### To be done
State how many lines of the material below contain the string "leaf". Give only the number.

### Dataset extract
** BEGIN **

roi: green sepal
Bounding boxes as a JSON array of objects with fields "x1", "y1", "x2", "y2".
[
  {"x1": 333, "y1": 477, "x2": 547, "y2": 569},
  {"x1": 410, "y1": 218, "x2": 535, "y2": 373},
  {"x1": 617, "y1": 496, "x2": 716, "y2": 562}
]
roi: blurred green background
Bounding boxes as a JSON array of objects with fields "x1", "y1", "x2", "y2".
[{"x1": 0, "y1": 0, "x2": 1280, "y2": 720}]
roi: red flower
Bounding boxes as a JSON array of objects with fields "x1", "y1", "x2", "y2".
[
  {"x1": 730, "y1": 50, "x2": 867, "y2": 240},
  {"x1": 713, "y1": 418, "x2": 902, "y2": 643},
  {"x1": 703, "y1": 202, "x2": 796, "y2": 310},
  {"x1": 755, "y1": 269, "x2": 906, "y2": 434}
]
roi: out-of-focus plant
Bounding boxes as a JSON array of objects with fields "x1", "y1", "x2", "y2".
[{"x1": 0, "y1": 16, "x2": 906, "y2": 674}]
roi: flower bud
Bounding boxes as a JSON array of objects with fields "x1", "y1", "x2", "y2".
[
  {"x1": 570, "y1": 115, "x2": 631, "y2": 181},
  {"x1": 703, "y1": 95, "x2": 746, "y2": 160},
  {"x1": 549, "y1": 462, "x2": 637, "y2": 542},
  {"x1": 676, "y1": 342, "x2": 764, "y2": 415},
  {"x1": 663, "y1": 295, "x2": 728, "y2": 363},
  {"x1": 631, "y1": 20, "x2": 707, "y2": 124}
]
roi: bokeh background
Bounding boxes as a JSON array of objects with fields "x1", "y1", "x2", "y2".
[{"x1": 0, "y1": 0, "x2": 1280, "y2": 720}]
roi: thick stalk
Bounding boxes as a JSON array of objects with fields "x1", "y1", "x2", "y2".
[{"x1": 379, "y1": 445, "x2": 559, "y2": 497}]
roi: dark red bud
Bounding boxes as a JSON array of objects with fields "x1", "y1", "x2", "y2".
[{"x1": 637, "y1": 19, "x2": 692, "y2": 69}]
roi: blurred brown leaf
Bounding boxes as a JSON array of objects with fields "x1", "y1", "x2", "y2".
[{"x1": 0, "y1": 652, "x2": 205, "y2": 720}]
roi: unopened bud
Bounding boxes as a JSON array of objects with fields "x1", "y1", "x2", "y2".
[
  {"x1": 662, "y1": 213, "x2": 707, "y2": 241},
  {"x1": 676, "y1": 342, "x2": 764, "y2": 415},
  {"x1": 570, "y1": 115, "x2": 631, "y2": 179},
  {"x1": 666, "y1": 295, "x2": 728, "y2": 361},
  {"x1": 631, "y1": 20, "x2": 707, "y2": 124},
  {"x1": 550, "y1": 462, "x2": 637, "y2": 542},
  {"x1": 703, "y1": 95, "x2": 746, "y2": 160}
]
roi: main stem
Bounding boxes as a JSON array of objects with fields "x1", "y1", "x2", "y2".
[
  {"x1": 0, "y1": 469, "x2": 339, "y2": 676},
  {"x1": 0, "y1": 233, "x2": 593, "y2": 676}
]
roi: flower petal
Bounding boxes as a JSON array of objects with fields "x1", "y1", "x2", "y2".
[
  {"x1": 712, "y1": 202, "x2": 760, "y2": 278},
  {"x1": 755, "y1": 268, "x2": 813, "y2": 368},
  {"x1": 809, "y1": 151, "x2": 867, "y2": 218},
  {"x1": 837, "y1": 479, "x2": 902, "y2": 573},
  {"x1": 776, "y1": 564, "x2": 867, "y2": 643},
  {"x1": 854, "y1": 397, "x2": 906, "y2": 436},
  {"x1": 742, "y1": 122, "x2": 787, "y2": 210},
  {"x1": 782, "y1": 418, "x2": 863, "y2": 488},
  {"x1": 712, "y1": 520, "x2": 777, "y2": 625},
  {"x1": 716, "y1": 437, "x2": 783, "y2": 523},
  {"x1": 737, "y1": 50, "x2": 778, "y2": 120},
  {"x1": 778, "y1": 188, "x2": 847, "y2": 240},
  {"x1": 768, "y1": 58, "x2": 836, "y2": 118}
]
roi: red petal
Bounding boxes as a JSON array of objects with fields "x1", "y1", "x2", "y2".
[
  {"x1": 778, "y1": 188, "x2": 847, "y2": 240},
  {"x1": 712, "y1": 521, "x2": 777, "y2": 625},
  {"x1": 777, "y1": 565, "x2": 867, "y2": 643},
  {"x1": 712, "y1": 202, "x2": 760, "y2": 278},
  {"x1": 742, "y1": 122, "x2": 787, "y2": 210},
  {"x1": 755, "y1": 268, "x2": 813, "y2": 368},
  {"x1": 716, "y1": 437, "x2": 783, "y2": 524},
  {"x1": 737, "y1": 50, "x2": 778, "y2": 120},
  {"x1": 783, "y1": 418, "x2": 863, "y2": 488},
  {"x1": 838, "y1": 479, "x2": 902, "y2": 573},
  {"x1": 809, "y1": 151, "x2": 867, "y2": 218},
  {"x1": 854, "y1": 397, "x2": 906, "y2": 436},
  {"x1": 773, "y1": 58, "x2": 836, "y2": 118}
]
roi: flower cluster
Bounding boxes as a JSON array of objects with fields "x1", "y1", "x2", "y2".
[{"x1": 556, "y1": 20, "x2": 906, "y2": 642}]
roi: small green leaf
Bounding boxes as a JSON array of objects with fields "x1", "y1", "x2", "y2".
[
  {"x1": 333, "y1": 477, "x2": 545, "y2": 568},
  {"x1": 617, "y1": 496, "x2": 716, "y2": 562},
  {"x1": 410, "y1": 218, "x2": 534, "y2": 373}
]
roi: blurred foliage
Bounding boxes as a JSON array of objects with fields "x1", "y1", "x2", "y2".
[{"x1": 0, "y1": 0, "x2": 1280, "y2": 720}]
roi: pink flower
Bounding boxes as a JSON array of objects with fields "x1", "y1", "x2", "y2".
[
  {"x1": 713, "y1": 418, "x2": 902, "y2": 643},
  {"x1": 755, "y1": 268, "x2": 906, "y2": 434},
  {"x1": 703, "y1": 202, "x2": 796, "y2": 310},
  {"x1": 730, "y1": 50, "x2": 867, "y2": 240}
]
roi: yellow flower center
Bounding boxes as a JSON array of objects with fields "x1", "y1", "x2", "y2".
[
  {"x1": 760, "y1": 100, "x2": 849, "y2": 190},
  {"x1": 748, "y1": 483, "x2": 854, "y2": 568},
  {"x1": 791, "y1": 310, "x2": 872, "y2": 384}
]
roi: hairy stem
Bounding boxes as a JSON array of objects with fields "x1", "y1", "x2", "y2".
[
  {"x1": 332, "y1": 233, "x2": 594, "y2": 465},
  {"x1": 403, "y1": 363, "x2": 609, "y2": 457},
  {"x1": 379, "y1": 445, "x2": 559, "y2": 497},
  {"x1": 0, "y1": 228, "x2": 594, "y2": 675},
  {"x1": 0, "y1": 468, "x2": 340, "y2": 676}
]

** END **
** BEGIN **

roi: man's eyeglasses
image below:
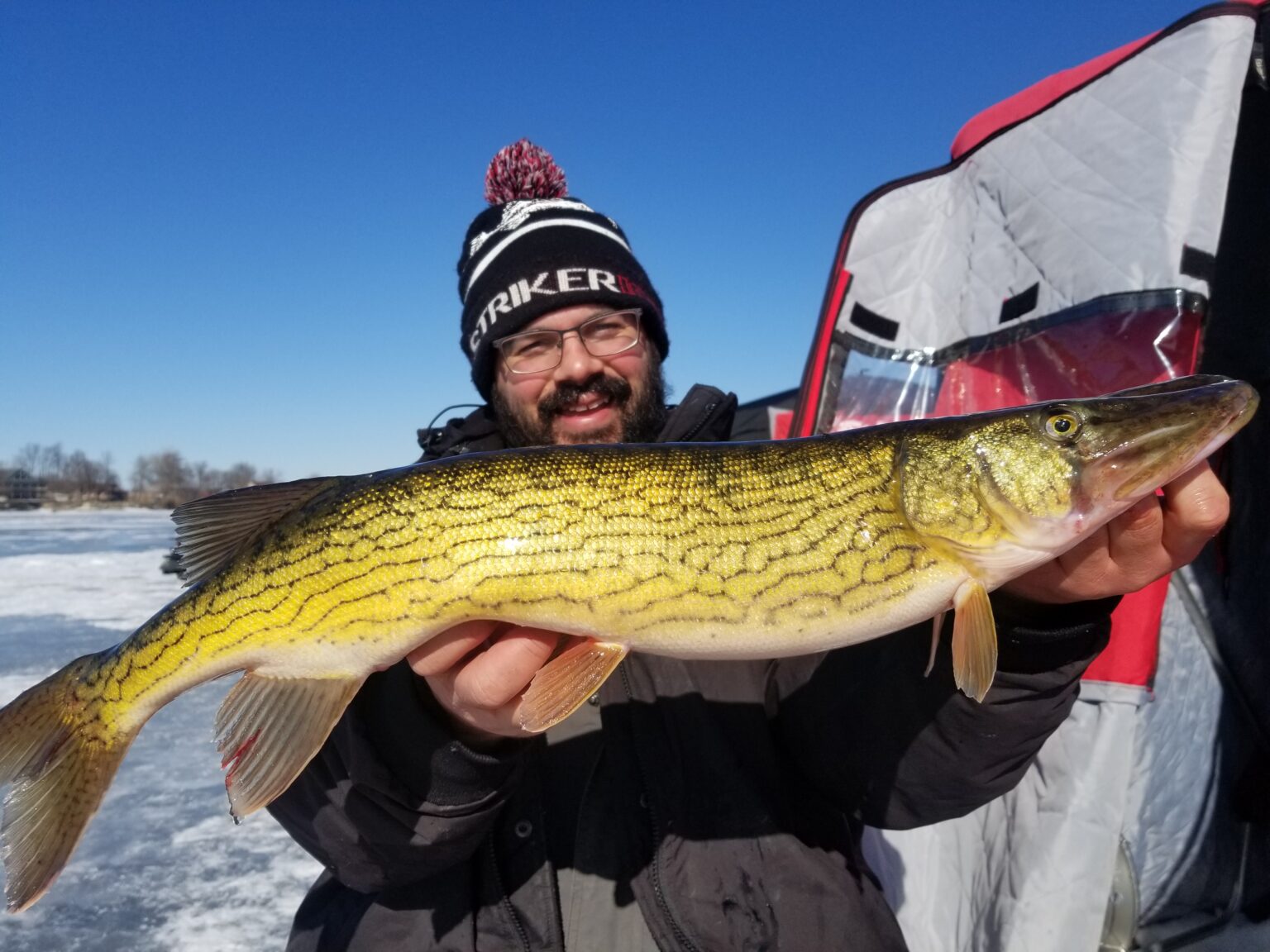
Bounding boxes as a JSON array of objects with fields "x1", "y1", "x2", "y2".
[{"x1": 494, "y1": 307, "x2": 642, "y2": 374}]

** END **

### Answer to the problem
2